DIRECTIONS FOR THIS TASK>
Your task is to reproduce the material exactly.

(Raw records)
-------------------------
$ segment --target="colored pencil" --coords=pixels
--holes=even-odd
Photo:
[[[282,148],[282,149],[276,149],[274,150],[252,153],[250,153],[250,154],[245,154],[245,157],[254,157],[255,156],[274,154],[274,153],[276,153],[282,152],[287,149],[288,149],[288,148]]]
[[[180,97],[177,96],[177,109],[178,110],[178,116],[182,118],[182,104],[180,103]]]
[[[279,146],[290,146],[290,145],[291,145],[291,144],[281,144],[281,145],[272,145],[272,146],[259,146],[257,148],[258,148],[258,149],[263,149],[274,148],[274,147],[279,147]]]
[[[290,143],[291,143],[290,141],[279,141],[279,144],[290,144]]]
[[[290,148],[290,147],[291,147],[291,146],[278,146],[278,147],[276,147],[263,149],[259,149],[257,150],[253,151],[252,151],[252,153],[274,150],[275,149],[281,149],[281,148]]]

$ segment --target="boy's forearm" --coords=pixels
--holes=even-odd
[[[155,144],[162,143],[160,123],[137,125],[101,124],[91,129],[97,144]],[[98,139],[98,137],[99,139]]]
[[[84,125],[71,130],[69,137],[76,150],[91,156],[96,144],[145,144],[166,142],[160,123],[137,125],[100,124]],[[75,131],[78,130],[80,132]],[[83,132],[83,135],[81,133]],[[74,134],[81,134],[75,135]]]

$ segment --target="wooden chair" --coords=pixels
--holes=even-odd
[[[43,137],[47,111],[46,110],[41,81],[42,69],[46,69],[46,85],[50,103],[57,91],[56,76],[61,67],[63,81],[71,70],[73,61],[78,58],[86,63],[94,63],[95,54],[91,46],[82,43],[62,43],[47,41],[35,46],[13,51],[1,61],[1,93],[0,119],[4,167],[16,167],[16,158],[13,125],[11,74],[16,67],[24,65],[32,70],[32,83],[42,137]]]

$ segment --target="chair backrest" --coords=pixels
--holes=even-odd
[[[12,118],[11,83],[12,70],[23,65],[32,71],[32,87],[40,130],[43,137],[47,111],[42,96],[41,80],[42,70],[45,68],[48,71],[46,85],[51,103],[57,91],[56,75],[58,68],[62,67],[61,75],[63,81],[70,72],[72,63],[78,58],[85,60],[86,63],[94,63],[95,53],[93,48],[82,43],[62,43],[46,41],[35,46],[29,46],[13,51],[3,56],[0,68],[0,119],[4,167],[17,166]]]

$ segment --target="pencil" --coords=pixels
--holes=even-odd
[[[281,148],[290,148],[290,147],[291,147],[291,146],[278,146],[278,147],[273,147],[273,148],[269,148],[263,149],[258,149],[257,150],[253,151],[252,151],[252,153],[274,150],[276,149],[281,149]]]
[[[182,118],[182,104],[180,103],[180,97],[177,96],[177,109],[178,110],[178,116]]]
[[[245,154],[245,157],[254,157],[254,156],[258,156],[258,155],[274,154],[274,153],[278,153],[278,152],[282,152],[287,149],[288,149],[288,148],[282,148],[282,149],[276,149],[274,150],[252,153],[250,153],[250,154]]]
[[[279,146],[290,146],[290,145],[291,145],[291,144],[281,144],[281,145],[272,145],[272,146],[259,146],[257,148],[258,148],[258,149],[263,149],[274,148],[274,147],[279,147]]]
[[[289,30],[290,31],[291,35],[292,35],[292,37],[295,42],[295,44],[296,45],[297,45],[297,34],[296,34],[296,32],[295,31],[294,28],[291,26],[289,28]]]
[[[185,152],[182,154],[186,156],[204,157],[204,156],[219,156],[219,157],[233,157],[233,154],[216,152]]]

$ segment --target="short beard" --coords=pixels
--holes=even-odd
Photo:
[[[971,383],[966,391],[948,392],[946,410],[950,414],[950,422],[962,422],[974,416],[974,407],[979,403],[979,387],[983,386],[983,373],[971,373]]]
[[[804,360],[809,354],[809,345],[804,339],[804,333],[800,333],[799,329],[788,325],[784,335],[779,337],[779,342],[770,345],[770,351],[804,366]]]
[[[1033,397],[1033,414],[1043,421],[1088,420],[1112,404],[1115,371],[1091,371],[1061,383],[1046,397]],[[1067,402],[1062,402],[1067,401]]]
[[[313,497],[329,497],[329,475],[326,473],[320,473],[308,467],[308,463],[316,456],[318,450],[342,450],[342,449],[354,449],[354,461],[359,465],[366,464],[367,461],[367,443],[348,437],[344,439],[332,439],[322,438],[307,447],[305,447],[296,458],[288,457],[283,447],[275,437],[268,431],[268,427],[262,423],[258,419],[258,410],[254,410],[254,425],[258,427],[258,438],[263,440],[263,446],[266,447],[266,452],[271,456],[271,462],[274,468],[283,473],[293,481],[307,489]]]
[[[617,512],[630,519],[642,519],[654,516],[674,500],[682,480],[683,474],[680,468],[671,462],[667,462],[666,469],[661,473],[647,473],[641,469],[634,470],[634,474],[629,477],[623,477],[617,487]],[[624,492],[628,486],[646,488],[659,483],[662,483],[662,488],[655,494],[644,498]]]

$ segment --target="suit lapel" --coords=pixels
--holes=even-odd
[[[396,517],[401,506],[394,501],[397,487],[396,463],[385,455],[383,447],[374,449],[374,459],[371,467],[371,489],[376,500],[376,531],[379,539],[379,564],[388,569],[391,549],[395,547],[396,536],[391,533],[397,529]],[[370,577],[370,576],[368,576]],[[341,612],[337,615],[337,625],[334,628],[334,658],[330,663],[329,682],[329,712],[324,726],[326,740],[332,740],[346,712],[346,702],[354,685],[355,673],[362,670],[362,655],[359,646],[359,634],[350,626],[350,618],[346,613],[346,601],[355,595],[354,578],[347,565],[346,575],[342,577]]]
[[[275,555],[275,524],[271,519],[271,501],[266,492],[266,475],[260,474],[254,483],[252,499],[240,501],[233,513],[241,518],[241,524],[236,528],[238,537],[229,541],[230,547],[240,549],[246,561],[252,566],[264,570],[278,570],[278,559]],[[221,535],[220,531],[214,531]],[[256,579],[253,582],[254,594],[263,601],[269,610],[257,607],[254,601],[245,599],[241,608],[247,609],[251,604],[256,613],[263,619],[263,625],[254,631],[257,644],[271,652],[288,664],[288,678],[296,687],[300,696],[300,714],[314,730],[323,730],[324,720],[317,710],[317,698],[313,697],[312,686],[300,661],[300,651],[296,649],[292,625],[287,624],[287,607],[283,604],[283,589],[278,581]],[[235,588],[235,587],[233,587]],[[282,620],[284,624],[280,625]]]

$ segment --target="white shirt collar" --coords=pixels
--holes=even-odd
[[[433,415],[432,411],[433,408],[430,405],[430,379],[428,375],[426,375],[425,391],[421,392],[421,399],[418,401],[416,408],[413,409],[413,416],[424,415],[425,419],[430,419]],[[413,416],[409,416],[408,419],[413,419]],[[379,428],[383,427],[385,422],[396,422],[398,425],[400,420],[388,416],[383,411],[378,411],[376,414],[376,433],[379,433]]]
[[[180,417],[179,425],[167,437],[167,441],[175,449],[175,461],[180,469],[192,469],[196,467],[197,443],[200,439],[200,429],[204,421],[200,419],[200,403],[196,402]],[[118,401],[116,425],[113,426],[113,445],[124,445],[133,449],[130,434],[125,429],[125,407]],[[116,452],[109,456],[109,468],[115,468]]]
-------------------------
TASK SOLUTION>
$ segment --target="colored pencil" --coords=pixels
--holes=even-odd
Photo:
[[[282,148],[282,149],[276,149],[274,150],[252,153],[250,153],[250,154],[245,154],[245,157],[254,157],[255,156],[274,154],[274,153],[276,153],[282,152],[287,149],[288,149],[288,148]]]
[[[180,97],[177,96],[177,109],[178,110],[178,116],[182,118],[182,104],[180,103]]]
[[[279,146],[290,146],[290,145],[291,145],[291,144],[281,144],[281,145],[272,145],[272,146],[259,146],[257,148],[258,148],[258,149],[263,149],[274,148],[274,147],[279,147]]]
[[[290,143],[291,143],[290,141],[279,141],[279,144],[290,144]]]
[[[290,148],[290,147],[291,147],[291,146],[278,146],[278,147],[276,147],[263,149],[259,149],[257,150],[253,151],[252,151],[252,153],[274,150],[275,149],[281,149],[281,148]]]

$ segment --target="boy's forearm" --coords=pixels
--holes=even-odd
[[[155,144],[162,143],[160,123],[137,125],[101,124],[91,129],[97,144]],[[98,139],[98,137],[99,139]]]
[[[84,125],[71,130],[69,137],[76,150],[91,156],[96,144],[145,144],[166,142],[160,123],[137,125],[100,124]],[[75,131],[78,130],[80,132]],[[83,132],[83,135],[81,133]],[[74,134],[81,134],[75,135]]]

$ segment --target="wooden chair" --coords=pixels
--holes=even-odd
[[[43,137],[47,111],[46,110],[41,81],[42,69],[46,69],[46,85],[50,103],[57,91],[56,76],[61,67],[63,81],[71,70],[73,61],[78,58],[86,63],[94,63],[95,54],[91,46],[82,43],[62,43],[47,41],[35,46],[13,51],[1,61],[1,93],[0,119],[4,167],[16,167],[16,158],[13,125],[11,74],[16,67],[24,65],[32,70],[32,83],[42,137]]]

$ segment --target="chair backrest" --coords=pixels
--holes=even-odd
[[[12,118],[11,83],[12,70],[23,65],[32,71],[32,87],[40,130],[43,137],[47,111],[42,96],[41,80],[42,70],[45,68],[48,71],[46,85],[51,103],[57,91],[56,75],[58,68],[62,67],[61,75],[63,81],[70,72],[72,63],[78,58],[85,60],[86,63],[94,63],[95,53],[93,48],[82,43],[62,43],[46,41],[35,46],[29,46],[13,51],[3,56],[0,68],[0,119],[4,167],[17,166]]]

$ segment --target="pencil" --coords=pixels
--holes=even-odd
[[[281,148],[290,148],[290,147],[291,147],[291,146],[278,146],[278,147],[273,147],[273,148],[269,148],[263,149],[258,149],[257,150],[253,151],[252,151],[252,153],[274,150],[276,149],[281,149]]]
[[[182,118],[182,104],[180,103],[180,97],[177,96],[177,109],[178,110],[178,116]]]
[[[245,154],[245,157],[254,157],[254,156],[258,156],[258,155],[274,154],[274,153],[278,153],[278,152],[282,152],[287,149],[288,149],[288,148],[282,148],[282,149],[276,149],[274,150],[252,153],[250,153],[250,154]]]
[[[279,146],[290,146],[290,145],[291,145],[291,144],[281,144],[281,145],[272,145],[272,146],[259,146],[257,148],[258,148],[258,149],[263,149],[274,148],[274,147],[279,147]]]
[[[289,30],[290,31],[291,35],[292,35],[292,37],[295,42],[295,44],[296,45],[297,45],[297,34],[296,34],[296,32],[295,31],[294,28],[291,26],[289,28]]]
[[[185,152],[182,154],[186,156],[204,157],[204,156],[219,156],[219,157],[233,157],[233,154],[216,152]]]

$ segment --target="short beard" --coords=pixels
--holes=even-odd
Photo:
[[[971,383],[966,391],[948,392],[946,410],[950,414],[950,422],[962,422],[974,416],[974,407],[979,403],[979,387],[983,386],[983,373],[971,373]]]
[[[804,360],[809,354],[809,345],[804,339],[804,333],[800,333],[799,329],[788,325],[784,335],[779,337],[779,342],[770,345],[770,351],[804,366]]]
[[[1033,397],[1033,414],[1043,421],[1088,420],[1112,404],[1115,371],[1091,371],[1061,383],[1046,397]],[[1067,402],[1062,402],[1067,401]]]
[[[313,497],[329,497],[329,475],[326,473],[320,473],[308,467],[308,463],[316,456],[318,450],[342,450],[342,449],[354,449],[354,461],[359,465],[366,464],[367,461],[367,443],[348,437],[344,439],[332,439],[322,438],[307,447],[305,447],[296,458],[288,457],[283,447],[275,437],[268,431],[268,427],[262,423],[258,419],[258,410],[254,410],[254,425],[258,427],[258,438],[263,440],[263,446],[266,447],[266,452],[271,456],[271,462],[274,468],[283,473],[293,481],[307,489]]]
[[[617,512],[630,519],[642,519],[654,516],[674,500],[682,480],[683,474],[680,468],[671,462],[667,462],[666,469],[661,473],[647,473],[641,469],[634,470],[634,474],[629,477],[623,477],[617,487]],[[624,492],[628,486],[646,488],[659,483],[662,483],[662,488],[655,494],[644,498]]]

$ segment --target="suit lapel" --coords=pixels
--holes=even-odd
[[[396,517],[401,506],[394,501],[397,487],[396,463],[385,455],[383,447],[374,449],[374,459],[371,467],[371,489],[376,500],[376,531],[379,539],[379,564],[388,569],[391,549],[395,547],[396,536],[391,533],[397,529]],[[370,577],[370,576],[368,576]],[[341,612],[337,615],[337,625],[334,628],[334,658],[330,663],[329,682],[329,712],[324,726],[326,740],[332,740],[346,712],[346,702],[354,685],[355,673],[362,670],[362,655],[359,646],[359,634],[350,626],[350,618],[346,613],[346,601],[355,595],[354,578],[347,565],[346,575],[342,577]]]
[[[275,555],[275,524],[271,519],[271,501],[266,492],[266,475],[260,474],[254,483],[252,499],[240,501],[233,513],[241,518],[241,524],[236,528],[238,537],[229,541],[230,547],[240,549],[246,561],[252,566],[264,570],[278,570],[278,559]],[[221,535],[220,531],[214,531]],[[256,579],[253,582],[254,594],[263,601],[269,610],[257,607],[254,601],[245,599],[241,608],[247,609],[251,604],[256,613],[263,619],[263,625],[254,631],[257,644],[271,652],[288,664],[288,678],[296,687],[300,696],[300,714],[314,730],[323,730],[324,720],[317,710],[317,698],[313,697],[312,686],[300,661],[300,651],[296,649],[292,625],[287,624],[287,607],[283,604],[283,589],[278,581]],[[235,588],[235,587],[233,587]],[[282,620],[284,624],[280,625]]]

$ segment --target="white shirt collar" --coords=pixels
--holes=even-odd
[[[433,415],[432,411],[433,408],[430,405],[430,379],[428,375],[426,375],[425,391],[421,392],[421,399],[418,401],[416,408],[413,409],[413,416],[424,415],[425,419],[430,419]],[[413,416],[409,416],[408,419],[413,419]],[[379,428],[383,427],[385,422],[396,422],[398,425],[400,420],[388,416],[383,411],[378,411],[376,414],[376,433],[379,433]]]
[[[180,417],[179,425],[167,437],[167,441],[175,449],[175,461],[180,469],[192,469],[196,467],[197,443],[200,439],[200,429],[204,421],[200,419],[200,403],[196,402]],[[118,401],[116,425],[113,426],[113,445],[124,445],[133,449],[130,434],[125,429],[125,407]],[[116,452],[109,456],[109,468],[115,468]]]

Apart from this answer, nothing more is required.